▸ **PAGE EXTRACT**:
★ ★ ★ ★

The following review of the financial condition and results of operations of Penn Virginia Resource Partners, L.P. (the “Partnership,” “we,” “our” or “us”) should be read in conjunction with the Consolidated Financial Statements and Notes thereto.

 

Overview

 

We are a Delaware limited partnership formed by Penn Virginia Corporation (“Penn Virginia”) in 2001 primarily to engage in the business of managing coal properties in the United States. Since the acquisition of a natural gas midstream business in March 2005, we conduct operations in two business segments: coal royalty, land leasing and coal services (for our lessees and other third party end-users) and natural gas midstream.

★ ★ ★ ★

▸ **COLLECTED DATA**:
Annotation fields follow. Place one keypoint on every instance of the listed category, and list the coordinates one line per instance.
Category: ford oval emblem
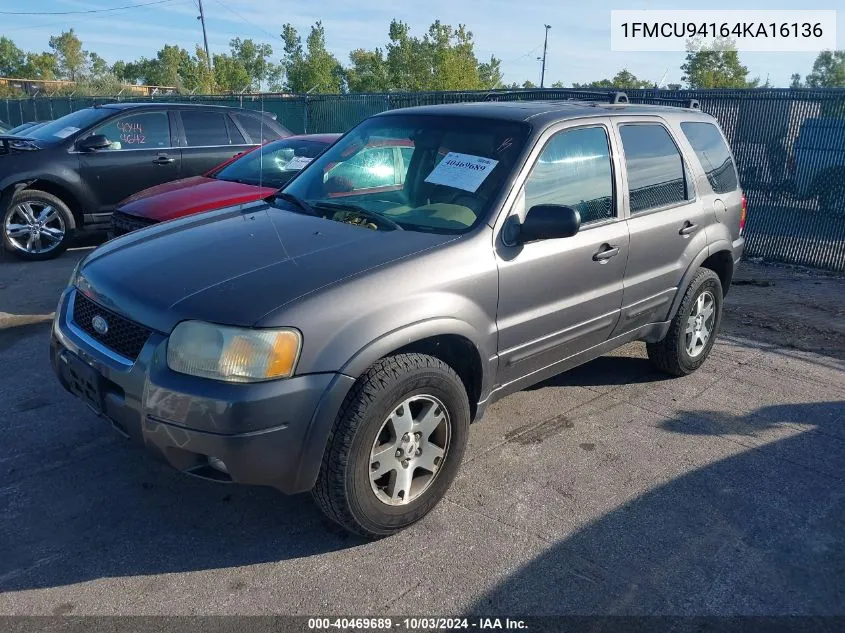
(100, 325)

★ ★ ★ ★

▸ **WORK INSTRUCTIONS**:
a. According to the partnership overview, when did the Partnership acquire its natural gas midstream business?
b. Print the partnership overview between "The following review" and "and Notes thereto.", inclusive.

▸ **ANSWERS TO THE EXERCISES**:
a. March 2005

b.
The following review of the financial condition and results of operations of Penn Virginia Resource Partners, L.P. (the “Partnership,” “we,” “our” or “us”) should be read in conjunction with the Consolidated Financial Statements and Notes thereto.